MATERIAL FOR THIS EXERCISE:
═══

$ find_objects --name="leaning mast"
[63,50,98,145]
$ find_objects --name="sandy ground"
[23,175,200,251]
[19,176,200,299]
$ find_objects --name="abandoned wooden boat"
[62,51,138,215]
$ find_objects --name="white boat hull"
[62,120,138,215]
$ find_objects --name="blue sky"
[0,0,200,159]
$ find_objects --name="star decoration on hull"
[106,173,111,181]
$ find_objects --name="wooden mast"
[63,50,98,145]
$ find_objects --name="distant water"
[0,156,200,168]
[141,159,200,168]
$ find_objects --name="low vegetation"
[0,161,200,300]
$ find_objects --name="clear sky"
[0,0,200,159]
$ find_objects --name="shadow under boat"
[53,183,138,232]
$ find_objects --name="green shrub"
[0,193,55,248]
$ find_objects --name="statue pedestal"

═══

STATED EXERCISE: Can you rewrite every line of the entries above, the find_objects lines included, with each box coordinate shifted up by 135?

SOLUTION TO THIS EXERCISE:
$ find_objects --name="leaning mast"
[198,185,233,280]
$ find_objects --name="sandy ground"
[158,310,335,386]
[154,311,335,434]
$ find_objects --name="abandoned wooden boat"
[197,186,273,350]
$ find_objects --name="white boat hull"
[197,255,273,350]
$ find_objects --name="blue sky"
[135,135,335,294]
$ find_objects --name="star decoration on hull"
[241,308,246,316]
$ find_objects --name="wooden mast"
[198,185,233,280]
$ find_objects --name="distant water"
[135,291,335,303]
[276,294,335,303]
$ find_objects --name="low vegetation"
[135,296,335,435]
$ find_objects --name="clear sky"
[135,135,335,294]
$ find_objects --name="shadow under boat"
[188,318,273,367]
$ find_objects --name="green shrub"
[135,328,190,383]
$ find_objects --name="statue pedestal"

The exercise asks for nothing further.